# What to work on:
Please duplicate the data below word for word, starting at the line that contains "Task: mark one point on every instance of the white surplice" and ending at the end of the data, both ends included.

[Data for point labeling]
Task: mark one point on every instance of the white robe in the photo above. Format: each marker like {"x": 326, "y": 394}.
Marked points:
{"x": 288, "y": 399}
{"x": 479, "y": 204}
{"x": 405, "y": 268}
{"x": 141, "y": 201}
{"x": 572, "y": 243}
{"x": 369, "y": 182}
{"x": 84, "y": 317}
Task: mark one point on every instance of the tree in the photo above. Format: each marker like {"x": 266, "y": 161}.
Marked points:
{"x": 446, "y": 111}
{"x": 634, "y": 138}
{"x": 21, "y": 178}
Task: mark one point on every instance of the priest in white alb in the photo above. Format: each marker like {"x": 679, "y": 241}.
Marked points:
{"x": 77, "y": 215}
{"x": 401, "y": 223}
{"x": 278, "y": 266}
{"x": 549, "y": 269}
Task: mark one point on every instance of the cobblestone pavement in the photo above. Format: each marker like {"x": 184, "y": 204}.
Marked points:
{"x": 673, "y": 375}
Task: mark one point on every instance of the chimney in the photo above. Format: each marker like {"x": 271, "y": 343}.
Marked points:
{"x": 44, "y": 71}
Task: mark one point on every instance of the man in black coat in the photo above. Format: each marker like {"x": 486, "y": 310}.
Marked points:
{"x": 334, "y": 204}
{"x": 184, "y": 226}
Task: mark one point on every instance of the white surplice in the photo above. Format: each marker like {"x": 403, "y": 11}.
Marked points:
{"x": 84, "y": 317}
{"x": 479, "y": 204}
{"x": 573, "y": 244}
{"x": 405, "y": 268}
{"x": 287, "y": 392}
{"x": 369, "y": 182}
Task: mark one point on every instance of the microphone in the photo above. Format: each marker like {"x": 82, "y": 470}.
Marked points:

# Solution for this exercise:
Task: mark one point on every instance of the white surplice in the photo above. Format: each marker like {"x": 403, "y": 11}.
Marked points:
{"x": 84, "y": 317}
{"x": 479, "y": 204}
{"x": 573, "y": 244}
{"x": 405, "y": 268}
{"x": 287, "y": 392}
{"x": 369, "y": 182}
Task: mark one point on every instance of the microphone in the photo above. Format: each marker like {"x": 82, "y": 470}.
Marked points:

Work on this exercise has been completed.